Copy the passage on praying the Daily Office online word for word, from "How do Cranmer’s" to "to the congregation.".

## READING TEXT
+ + +
Rather than the anxiety of racing across LA freeways, participants each day join in place, whether from work, home or on the road. On weekdays, our services have attracted 30-50 each, with 15-30 present on a weekend. As with other aspects of our congregational worship, small children are listening in as their parents form their faith through the liturgy. However, unlike the physical service, every day also includes former members from out of state who have no equivalent where they live now.
How do Cranmer’s 16th-century principles of corporate Daily Office translate to this century? Many aspects are similar. The service can be led by clergy or (in modern practice) by a trained lay reader. With a large enough potential pool of the congregation observing the Rule, the leader assigned to a given service can draft lay readers from among those who arrive early. As with a conventional service, the lessons, psalms, and extra collects can (and should) be called out to the congregation.
There are a few important differences. First, the time lags inherent in current Internet conferencing software make it impossible to have the virtual congregation synchronize their responses. Instead, one (or more) representative(s) of the congregation speak on behalf of the whole, and those participating recite alongside what they here — a pattern familiar to those of us who already use Cradle of Prayer.
Unlike in church, there are no prayer books in the pews or service leaflets. As a practical matter, the daily psalms either need to be provided in advance (via email or one of the online lectionary sites), or read simultaneously from the same edition of the prayer book, psalter, or Bible. In our diocese, we use our own personal 1928 editions of the Book of Common Prayer, while allowing the lay readers to read from their own Bible edition or an online Bible website of their choosing.
This widespread attendance allows us to cement the Daily Office into the daily rhythm of life, whether for those (perhaps irregularly) already observing the Daily Office for years, and those just beginning to learn it. By practice, all can learn the shorter and longer options within the service, and gain the confidence to lead their own service at home or in a small group. In our first three weeks, the service usually runs 15-20 minutes, plus another eight minutes during Lent for the Litany. In the second week, we added a 5-6 minute — an impromptu reflection on the lessons — for weekdays and some weekend services.
In normal times, we pray at the end of the service for Mission or Christian Service, as part of our broader goals of mission and evangelism. However, in this season we are praying the eerily appropriate prayer “In Time of Great Sickness and Mortality” from the 1928 BCP, a streamlined version of a prayer created for the first American prayer book:[28]
O MOST mighty and merciful God, in this time of grievous sickness, we flee unto thee for succour. Deliver us, we beseech thee, from our peril; give strength and skill to all those who minister to the sick; prosper the means made use of for their cure; and grant that, perceiving how frail and uncertain our life is, we may apply our hearts unto that heavenly wisdom which leadeth to eternal life; through Jesus Christ our Lord. Amen.
+ + +
## DATA SUPPLIED
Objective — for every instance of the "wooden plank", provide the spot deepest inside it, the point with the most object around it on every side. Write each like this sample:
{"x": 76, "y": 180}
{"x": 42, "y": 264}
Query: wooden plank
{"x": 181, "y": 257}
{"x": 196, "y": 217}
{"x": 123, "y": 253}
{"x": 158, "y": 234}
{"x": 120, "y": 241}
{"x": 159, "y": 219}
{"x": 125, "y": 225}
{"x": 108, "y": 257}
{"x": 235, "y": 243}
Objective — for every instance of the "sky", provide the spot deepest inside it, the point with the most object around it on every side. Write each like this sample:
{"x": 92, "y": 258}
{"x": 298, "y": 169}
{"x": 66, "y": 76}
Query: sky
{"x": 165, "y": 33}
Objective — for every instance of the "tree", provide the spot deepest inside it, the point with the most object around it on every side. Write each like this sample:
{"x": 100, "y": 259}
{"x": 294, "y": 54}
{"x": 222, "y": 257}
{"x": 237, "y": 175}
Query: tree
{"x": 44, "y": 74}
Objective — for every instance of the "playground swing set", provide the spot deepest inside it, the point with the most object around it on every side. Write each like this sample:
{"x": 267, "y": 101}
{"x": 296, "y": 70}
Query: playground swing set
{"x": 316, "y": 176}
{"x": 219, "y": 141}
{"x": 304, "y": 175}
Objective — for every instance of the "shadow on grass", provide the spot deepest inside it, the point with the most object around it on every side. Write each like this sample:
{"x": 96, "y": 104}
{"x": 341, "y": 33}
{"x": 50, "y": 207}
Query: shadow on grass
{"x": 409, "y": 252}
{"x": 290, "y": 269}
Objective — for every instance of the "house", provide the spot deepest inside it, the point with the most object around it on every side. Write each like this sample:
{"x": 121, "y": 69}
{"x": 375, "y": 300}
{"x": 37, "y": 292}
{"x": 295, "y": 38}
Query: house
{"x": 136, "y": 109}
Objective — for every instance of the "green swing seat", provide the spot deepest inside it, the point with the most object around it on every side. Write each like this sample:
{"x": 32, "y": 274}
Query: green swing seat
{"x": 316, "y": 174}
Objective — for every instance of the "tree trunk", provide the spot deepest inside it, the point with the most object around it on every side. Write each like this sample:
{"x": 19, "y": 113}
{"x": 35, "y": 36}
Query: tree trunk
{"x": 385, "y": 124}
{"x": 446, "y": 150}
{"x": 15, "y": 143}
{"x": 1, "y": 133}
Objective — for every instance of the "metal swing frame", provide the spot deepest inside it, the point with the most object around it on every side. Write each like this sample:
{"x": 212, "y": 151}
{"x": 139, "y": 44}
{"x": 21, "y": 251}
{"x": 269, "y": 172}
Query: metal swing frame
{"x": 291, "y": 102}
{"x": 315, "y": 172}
+ + +
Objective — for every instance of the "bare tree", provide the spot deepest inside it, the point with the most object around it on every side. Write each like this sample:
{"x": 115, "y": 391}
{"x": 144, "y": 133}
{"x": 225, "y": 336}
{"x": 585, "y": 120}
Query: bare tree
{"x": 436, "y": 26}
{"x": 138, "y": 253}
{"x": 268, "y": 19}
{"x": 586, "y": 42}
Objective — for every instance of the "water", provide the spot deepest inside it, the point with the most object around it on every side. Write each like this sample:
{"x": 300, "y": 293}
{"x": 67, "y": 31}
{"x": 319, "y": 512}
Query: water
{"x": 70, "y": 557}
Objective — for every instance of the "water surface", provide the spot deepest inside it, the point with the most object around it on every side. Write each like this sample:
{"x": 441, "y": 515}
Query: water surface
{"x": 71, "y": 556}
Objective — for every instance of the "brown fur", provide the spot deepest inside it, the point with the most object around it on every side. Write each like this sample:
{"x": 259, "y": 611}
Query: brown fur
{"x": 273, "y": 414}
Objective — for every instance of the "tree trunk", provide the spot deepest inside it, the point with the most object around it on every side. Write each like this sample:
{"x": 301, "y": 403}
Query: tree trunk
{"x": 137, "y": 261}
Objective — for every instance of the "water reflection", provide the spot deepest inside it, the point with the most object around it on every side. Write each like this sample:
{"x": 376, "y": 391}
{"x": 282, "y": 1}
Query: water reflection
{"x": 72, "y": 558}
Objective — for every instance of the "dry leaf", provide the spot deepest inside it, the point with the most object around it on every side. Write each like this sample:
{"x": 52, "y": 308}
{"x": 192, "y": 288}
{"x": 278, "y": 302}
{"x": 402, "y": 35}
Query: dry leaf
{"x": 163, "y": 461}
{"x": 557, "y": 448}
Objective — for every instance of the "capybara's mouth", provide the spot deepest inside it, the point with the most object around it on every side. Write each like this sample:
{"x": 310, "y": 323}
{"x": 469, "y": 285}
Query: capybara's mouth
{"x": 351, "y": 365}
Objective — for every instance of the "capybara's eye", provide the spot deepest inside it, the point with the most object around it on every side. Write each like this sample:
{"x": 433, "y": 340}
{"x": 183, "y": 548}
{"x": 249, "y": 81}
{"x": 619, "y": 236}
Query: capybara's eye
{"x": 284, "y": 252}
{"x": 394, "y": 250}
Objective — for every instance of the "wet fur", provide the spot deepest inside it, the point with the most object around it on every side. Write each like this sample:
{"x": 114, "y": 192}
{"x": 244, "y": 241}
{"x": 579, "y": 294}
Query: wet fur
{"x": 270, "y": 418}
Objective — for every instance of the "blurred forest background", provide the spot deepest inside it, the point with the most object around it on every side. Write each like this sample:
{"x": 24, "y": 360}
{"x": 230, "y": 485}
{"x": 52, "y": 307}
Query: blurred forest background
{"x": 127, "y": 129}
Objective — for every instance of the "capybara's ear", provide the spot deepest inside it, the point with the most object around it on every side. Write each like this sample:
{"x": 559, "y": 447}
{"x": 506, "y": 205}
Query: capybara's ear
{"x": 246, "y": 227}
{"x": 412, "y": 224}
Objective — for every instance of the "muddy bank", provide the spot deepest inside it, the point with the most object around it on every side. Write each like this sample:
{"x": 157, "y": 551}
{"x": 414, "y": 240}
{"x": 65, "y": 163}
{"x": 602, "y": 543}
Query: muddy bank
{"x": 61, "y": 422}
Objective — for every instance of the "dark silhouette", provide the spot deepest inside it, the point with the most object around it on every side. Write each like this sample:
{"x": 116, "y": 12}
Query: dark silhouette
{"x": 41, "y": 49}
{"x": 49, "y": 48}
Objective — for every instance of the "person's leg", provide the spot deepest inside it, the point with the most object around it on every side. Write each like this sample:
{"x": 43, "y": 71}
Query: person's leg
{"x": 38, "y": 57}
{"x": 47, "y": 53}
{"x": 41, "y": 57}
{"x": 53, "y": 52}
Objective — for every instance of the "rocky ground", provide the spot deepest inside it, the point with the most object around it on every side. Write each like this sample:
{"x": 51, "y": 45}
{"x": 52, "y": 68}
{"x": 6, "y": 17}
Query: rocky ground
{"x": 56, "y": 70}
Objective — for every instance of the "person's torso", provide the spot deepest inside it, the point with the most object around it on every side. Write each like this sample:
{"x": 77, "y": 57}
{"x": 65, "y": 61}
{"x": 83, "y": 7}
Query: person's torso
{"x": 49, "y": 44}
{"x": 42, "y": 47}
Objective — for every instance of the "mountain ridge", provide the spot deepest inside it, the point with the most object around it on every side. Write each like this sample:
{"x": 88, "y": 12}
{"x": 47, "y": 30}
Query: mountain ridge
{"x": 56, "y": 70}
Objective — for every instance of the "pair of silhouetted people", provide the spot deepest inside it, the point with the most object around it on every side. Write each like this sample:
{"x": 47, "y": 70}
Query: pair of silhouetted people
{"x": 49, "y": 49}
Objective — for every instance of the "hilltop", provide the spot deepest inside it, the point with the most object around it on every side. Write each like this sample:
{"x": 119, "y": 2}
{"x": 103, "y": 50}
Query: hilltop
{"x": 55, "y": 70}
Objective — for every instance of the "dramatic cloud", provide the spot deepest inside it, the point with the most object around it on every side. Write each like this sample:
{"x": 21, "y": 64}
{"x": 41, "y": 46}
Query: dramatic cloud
+ + +
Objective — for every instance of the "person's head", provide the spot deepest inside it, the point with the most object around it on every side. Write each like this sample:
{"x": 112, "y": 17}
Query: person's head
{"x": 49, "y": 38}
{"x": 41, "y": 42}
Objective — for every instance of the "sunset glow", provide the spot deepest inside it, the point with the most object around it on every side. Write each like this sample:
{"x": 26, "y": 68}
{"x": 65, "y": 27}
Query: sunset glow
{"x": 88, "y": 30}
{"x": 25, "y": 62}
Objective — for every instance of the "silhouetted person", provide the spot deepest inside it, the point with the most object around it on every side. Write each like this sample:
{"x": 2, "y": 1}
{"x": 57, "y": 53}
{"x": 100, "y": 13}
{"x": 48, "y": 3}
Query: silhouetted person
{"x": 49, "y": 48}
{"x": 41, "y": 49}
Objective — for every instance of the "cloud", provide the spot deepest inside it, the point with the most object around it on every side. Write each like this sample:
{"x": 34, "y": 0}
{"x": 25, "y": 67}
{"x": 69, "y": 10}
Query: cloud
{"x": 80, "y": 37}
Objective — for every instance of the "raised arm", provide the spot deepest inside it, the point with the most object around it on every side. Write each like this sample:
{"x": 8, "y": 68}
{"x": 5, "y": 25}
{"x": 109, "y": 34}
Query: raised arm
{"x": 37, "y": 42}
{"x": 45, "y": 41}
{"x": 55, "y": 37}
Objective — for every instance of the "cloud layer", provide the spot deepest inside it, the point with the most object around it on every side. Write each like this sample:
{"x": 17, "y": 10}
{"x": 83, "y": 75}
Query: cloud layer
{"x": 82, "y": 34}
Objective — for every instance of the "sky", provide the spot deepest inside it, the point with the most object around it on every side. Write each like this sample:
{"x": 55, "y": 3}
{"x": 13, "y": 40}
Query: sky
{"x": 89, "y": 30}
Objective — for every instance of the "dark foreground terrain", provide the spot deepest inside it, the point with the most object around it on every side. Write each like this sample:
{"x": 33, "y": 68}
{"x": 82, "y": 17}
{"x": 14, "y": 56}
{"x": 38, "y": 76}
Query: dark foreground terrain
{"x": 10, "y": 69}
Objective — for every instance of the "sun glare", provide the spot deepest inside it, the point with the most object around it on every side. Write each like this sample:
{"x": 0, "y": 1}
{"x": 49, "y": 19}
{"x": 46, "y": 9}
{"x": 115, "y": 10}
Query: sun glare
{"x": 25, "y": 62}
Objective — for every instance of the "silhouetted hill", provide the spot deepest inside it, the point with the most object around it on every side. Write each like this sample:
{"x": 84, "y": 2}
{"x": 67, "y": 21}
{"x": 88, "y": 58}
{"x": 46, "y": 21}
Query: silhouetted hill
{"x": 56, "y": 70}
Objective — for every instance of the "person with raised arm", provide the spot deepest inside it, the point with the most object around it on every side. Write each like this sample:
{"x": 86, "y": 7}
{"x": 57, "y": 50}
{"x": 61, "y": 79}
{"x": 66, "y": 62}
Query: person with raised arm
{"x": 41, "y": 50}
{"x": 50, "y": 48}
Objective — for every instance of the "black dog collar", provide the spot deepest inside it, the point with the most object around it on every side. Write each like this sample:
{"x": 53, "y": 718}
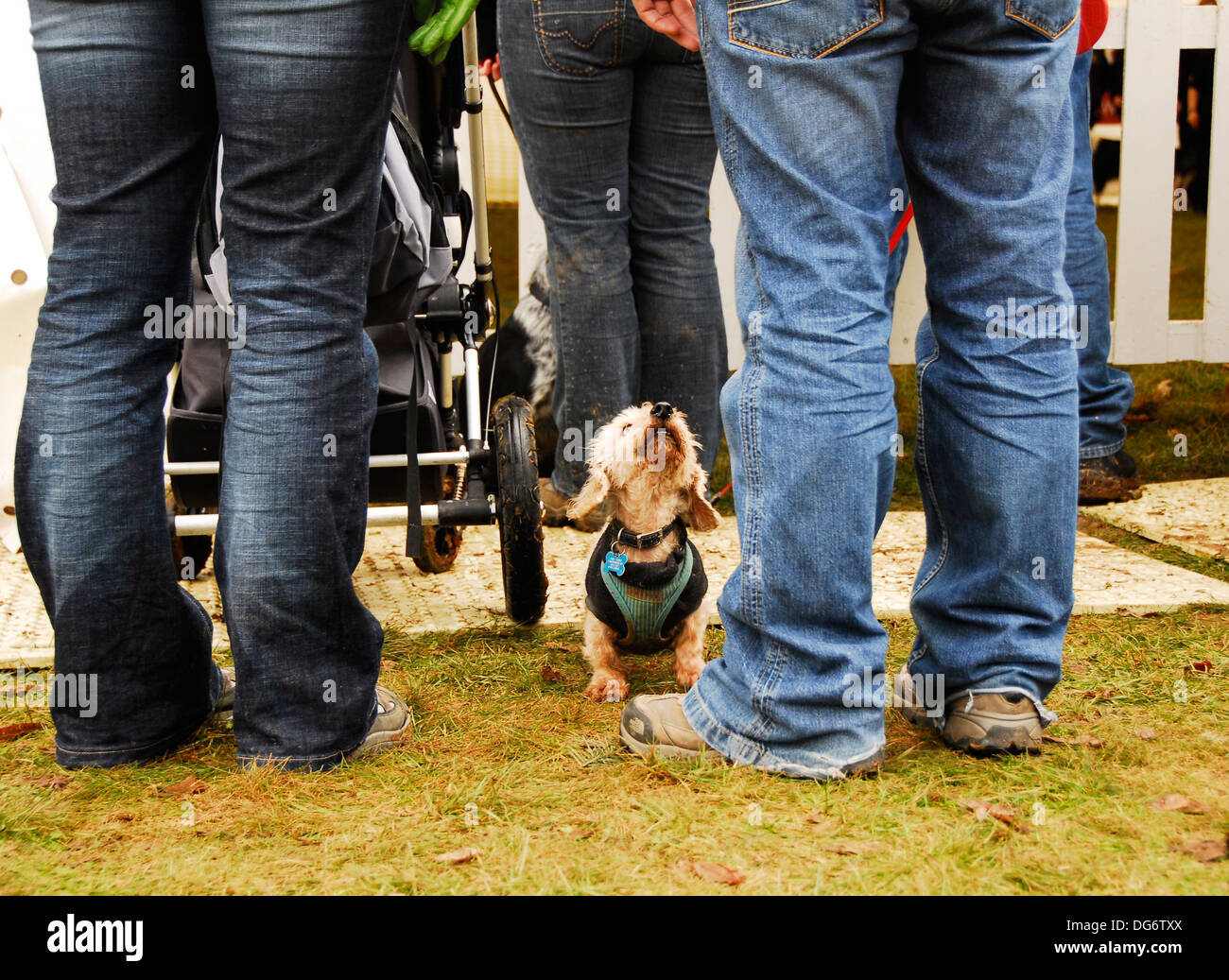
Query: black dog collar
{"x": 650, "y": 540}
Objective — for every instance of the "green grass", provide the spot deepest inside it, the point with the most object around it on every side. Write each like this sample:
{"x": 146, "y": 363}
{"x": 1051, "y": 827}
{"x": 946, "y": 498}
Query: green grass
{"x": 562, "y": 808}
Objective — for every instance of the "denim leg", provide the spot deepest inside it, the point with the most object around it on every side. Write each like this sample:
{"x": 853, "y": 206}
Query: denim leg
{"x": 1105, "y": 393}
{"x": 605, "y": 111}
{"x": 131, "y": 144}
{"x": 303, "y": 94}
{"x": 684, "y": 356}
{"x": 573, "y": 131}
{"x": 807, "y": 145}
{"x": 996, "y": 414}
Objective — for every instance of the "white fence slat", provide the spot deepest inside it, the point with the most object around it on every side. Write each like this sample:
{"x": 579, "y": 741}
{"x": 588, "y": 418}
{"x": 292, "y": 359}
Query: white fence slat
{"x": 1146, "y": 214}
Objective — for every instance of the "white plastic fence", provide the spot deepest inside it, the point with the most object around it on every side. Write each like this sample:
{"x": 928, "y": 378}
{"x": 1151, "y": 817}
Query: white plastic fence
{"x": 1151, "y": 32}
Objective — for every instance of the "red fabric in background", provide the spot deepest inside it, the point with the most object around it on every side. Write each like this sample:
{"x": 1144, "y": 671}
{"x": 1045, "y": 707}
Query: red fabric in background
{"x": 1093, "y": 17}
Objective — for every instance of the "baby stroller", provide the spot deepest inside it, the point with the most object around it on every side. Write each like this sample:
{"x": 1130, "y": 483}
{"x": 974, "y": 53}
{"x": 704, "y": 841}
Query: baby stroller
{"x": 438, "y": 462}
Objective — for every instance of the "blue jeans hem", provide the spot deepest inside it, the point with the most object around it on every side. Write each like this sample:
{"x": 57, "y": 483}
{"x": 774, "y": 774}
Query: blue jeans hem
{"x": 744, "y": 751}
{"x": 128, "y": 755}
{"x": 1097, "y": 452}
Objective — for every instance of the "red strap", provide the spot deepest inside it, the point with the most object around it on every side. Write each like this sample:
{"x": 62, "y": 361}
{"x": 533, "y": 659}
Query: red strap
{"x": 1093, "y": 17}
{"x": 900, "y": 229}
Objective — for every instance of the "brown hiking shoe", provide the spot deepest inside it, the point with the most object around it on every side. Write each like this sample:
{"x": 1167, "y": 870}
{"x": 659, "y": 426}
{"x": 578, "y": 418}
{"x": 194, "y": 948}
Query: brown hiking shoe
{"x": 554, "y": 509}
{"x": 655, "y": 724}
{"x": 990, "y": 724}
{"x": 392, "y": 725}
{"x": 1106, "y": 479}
+ + +
## COMPLETED EXERCISE
How do Cranmer’s 16th-century principles of corporate Daily Office translate to this century? Many aspects are similar. The service can be led by clergy or (in modern practice) by a trained lay reader. With a large enough potential pool of the congregation observing the Rule, the leader assigned to a given service can draft lay readers from among those who arrive early. As with a conventional service, the lessons, psalms, and extra collects can (and should) be called out to the congregation.